Problèmes à résoudre -
1. Répondez aux questions suivantes d'après le texte consacré à Haïm Vidal Sephiha :
(a) En quelle année les juifs dont descendent les Judéo-Espagnols furent-ils expulsés d'Espagne ?
(b) De quelle ville la famille de Haïm Vidal Sephiha était-elle venue en 1910 ?
(c) Qui dirigeait le centre d'apprentissage d'horticulture où il poursuivit ses études ?
2. Prolongez le texte consacré à Haïm Vidal Sephiha à la suite de sa dernière phrase.

Texte présenté -
<<<<

Haïm Vidal Sephiha, professeur des universités, est mort le 17 décembre à l’âge de 96 ans à Boulogne-Billancourt (Hauts-de-Seine). A travers cette disparition, c’est toute la communauté judéo-espagnole de France et du monde qui est frappée. Par Judéo-Espagnols, on désigne les juifs descendants lointains de ceux qui furent expulsés d’Espagne en 1492 par la reine Isabelle la Catholique et qui conservèrent leur langue d’origine à travers leurs pérégrinations, notamment dans les pays de l’Empire ottoman, l’actuelle Turquie, la Grèce, l’Egypte, la Bulgarie, le Maroc, etc.

H. V. Sephiha était né le 28 janvier 1923, à Bruxelles, d’une famille judéo-espagnole venue en 1910 d’Istanbul. Ses parents, David Nissim Sephiha et Esther Eskenazi, étaient restaurateurs de tapis. Haïm avait cinq frères et sœurs. Il étudia dans un lycée francophone de Bruxelles et apprit de nombreuses langues. Il entreprit des études d’agronomie qui tournèrent court, car il fut renvoyé de l’institut agronomique en tant que juif (c’était en novembre 1941), mais il put les poursuivre dans un centre d’apprentissage d’horticulture créé par l’Association des juifs de Belgique et dirigé par Haroun Tazieff.

>>>>

Lignes d'un jeu de données de pointage d'objets:
<<<<

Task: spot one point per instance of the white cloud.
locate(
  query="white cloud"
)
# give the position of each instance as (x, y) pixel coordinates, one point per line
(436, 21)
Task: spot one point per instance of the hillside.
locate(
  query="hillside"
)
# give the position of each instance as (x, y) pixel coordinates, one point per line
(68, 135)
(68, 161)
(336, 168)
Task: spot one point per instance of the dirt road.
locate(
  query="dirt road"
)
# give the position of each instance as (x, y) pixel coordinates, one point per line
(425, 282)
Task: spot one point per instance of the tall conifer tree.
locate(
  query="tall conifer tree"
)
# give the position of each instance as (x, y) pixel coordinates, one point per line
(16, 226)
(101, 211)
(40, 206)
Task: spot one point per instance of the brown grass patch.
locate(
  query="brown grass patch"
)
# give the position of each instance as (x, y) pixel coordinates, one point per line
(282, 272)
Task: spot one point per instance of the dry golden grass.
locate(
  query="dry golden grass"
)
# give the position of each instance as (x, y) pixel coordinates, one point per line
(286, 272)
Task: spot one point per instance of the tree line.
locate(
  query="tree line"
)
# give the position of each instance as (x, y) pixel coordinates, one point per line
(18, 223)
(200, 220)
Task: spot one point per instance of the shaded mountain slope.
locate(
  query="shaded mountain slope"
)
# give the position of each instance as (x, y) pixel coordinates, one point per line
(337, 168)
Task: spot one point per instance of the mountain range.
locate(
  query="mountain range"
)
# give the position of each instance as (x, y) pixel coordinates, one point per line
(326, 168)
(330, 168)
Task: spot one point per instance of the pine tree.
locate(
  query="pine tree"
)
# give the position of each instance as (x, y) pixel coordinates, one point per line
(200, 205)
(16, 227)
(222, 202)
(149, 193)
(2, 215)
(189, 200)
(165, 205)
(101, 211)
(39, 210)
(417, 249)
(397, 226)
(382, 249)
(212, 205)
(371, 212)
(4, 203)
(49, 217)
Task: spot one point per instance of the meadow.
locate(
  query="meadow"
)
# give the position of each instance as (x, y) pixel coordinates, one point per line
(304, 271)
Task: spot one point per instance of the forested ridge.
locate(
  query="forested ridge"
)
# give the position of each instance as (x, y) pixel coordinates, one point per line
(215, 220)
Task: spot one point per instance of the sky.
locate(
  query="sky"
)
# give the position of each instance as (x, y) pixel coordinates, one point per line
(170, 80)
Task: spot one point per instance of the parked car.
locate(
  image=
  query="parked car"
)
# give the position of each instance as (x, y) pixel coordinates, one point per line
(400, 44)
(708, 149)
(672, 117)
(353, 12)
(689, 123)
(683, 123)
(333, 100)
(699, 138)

>>>>

Liste des réponses -
1.
(a) En 1492.
(b) D'Istanbul.
(c) Haroun Tazieff.

2.
Perpétuer l’étude de la langue de sa famille

Il étudia clandestinement à l’Université libre de Bruxelles jusqu’à son arrestation par les Allemands, le 1er mars 1943. Il fut déporté à Auschwitz-Birkenau, d’où il participa à la « marche de la mort », qui le mena au camp de Dora, puis de Bergen-Belsen. Il en fut libéré par les Anglais le 15 avril 1945. Tel ne fut pas le sort de son père, qui mourut à Dachau. Sa mère et certains de ses frères et sœurs survécurent également à la déportation. De retour en Belgique, il poursuivit des études de chimie qui le menèrent à la profession d’ingénieur.

Toute la vie de H. V. Sephiha fut bouleversée après la mort de sa mère en 1950 : il se devait d’œuvrer pour perpétuer l’étude et l’usage de la langue de sa famille, le judéo-espagnol. En 1953, il abandonna le métier d’ingénieur chimiste pour entreprendre des études de linguistique, de littérature espagnole et portugaise à la Sorbonne. Muni d’un doctorat d’espagnol, de diplômes de yiddish, de roumain et d’hébreu, il commença à enseigner à l’université. Il créa en 1982 la première chaire mondiale de judéo-espagnol, qui fut installée à l’Inalco (Langues O).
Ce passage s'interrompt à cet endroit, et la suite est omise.